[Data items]
···

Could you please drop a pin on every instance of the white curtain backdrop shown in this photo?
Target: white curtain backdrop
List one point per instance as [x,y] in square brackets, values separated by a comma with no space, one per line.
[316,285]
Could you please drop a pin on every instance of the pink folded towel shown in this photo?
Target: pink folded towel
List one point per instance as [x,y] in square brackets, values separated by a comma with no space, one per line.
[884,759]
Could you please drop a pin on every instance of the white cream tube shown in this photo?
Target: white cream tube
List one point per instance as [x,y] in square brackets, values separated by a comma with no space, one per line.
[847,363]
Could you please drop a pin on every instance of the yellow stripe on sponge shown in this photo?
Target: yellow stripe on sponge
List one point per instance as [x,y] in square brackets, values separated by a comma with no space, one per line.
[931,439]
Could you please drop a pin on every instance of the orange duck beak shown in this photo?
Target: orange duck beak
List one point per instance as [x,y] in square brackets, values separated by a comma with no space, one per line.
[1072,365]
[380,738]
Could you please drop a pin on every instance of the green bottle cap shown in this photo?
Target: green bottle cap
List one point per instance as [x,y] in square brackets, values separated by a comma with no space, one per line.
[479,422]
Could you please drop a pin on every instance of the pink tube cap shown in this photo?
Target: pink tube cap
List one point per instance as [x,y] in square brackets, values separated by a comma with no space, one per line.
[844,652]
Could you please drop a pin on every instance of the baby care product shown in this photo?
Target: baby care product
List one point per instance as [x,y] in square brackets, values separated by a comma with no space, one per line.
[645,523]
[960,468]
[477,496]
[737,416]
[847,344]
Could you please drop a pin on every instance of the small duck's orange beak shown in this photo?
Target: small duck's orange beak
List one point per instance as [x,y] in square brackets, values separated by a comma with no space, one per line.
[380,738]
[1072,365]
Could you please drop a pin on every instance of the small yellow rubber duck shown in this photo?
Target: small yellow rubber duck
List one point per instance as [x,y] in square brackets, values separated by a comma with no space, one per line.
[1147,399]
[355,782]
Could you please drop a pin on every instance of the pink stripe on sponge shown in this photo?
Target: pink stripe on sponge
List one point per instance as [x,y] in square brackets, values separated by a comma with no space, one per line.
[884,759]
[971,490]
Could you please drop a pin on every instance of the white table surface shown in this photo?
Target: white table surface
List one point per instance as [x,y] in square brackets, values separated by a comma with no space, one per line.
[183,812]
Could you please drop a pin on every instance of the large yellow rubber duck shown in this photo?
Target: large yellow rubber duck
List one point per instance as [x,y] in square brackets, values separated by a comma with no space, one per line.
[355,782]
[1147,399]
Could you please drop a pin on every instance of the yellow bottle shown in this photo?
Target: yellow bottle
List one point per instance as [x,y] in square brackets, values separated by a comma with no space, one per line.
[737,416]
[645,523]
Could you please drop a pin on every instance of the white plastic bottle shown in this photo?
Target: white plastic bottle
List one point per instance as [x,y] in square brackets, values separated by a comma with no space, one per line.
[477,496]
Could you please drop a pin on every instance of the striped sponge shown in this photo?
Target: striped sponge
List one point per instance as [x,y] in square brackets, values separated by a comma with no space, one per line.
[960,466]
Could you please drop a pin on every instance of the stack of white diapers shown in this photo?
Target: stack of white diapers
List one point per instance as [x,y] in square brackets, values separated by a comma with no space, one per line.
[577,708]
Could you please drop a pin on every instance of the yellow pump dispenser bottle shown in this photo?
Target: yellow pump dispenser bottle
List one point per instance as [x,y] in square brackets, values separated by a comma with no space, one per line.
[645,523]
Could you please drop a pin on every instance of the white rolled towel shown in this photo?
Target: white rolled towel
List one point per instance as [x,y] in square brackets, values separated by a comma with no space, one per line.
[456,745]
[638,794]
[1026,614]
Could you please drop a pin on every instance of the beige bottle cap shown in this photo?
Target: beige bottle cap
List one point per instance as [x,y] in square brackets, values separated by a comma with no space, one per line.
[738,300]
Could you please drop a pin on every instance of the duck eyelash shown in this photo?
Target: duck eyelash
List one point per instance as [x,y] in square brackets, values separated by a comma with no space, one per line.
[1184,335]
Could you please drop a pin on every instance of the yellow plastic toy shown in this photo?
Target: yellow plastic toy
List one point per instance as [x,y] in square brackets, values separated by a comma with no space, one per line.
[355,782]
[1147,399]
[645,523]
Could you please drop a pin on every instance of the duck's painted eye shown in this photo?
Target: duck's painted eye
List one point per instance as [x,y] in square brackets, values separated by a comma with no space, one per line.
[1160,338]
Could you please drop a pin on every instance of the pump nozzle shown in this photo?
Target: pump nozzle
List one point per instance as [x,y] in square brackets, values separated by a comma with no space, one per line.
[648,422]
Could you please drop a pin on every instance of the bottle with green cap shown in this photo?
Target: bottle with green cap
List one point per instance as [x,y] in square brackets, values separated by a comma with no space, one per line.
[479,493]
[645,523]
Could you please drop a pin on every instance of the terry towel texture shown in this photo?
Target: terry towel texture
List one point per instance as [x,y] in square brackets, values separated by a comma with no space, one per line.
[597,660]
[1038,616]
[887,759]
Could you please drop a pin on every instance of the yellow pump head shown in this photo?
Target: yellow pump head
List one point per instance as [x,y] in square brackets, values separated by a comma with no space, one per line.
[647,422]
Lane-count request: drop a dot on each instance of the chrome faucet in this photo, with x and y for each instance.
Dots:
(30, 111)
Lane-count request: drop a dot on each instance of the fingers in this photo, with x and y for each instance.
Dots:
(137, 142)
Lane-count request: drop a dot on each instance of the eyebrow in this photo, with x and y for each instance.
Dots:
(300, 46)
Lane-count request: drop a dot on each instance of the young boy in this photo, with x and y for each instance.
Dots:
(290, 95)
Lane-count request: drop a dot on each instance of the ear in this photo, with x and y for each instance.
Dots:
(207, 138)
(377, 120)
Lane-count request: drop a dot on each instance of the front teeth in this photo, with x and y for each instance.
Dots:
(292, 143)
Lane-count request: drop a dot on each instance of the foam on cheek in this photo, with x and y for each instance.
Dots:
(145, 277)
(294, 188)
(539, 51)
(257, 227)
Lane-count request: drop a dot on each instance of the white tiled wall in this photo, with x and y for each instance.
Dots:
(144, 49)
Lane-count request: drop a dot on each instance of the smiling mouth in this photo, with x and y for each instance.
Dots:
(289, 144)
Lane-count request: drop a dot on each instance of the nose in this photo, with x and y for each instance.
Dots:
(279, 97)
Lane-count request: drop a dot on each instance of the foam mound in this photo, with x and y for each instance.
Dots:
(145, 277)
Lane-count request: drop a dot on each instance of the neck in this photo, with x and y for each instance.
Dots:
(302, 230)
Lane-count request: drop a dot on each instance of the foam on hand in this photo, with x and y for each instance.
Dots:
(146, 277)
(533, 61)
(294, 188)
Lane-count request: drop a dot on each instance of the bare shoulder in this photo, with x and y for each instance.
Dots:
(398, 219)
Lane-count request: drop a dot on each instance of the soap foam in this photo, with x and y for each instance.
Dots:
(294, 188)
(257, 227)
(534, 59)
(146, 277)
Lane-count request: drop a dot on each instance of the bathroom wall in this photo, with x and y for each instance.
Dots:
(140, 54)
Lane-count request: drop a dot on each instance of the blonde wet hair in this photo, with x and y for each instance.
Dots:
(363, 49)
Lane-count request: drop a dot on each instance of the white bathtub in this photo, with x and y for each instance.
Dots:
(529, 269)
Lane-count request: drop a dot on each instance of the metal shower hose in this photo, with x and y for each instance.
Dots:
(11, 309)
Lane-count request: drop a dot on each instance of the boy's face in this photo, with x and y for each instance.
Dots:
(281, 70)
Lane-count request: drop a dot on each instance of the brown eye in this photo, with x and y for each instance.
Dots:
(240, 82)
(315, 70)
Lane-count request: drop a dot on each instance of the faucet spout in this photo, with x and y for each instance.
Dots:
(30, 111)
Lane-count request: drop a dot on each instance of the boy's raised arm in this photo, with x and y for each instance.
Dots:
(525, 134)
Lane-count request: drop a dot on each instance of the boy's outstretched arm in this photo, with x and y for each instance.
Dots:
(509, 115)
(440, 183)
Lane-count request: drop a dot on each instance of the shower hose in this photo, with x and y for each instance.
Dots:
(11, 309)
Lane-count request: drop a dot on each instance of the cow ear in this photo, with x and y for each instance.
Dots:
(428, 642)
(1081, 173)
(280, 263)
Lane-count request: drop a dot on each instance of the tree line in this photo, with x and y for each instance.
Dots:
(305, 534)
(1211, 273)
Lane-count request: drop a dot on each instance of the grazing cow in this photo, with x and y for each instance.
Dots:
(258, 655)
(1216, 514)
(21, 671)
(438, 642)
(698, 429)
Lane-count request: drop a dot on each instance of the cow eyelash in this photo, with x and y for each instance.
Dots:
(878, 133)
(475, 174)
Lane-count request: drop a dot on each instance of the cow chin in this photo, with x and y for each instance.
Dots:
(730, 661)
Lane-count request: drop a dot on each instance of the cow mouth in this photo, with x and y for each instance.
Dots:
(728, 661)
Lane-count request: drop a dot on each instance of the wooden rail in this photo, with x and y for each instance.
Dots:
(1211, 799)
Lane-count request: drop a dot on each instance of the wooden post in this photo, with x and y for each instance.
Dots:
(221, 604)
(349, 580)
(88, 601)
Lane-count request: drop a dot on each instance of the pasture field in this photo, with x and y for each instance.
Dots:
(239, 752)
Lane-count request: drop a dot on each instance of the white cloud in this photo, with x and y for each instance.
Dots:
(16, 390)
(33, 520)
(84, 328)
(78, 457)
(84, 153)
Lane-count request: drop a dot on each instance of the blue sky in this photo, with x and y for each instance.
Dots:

···

* Written problem: Take the line in which "the cow eyelash" occurs and each subsequent line through the end; give these lines again without alteration.

* Written solution:
Lane-count request: drop a dot on each instance of the cow eyelash in this photo, with x and y for each instance.
Dots:
(878, 133)
(475, 174)
Lane-count request: drop a dot on each instance of the cow chin in this photo, with x and y for each instance.
Dots:
(730, 661)
Lane-count request: drop a dot on each instance of the cow mouth in this photo, with x and y for each instance.
Dots:
(728, 661)
Lane-count request: drop a dot on each instance of the wooden rail in this photo, with x and y for each instance.
Dots:
(1211, 799)
Lane-count request: drop a dot on each instance of the wooden post in this photo, with x and y for each instance.
Dots:
(221, 604)
(349, 580)
(88, 601)
Lane-count request: drop a dot on each instance of the pasture field in this photo, with x and y for each instance.
Dots:
(239, 752)
Lane-count request: drop a dot on each instance of the white cloud in this photo, with x and y for each instance.
Dots:
(16, 390)
(33, 520)
(84, 328)
(78, 457)
(84, 153)
Lane-count request: drop a dot on each instance of the blue sky in this photo, with x and y for each instance.
Dots:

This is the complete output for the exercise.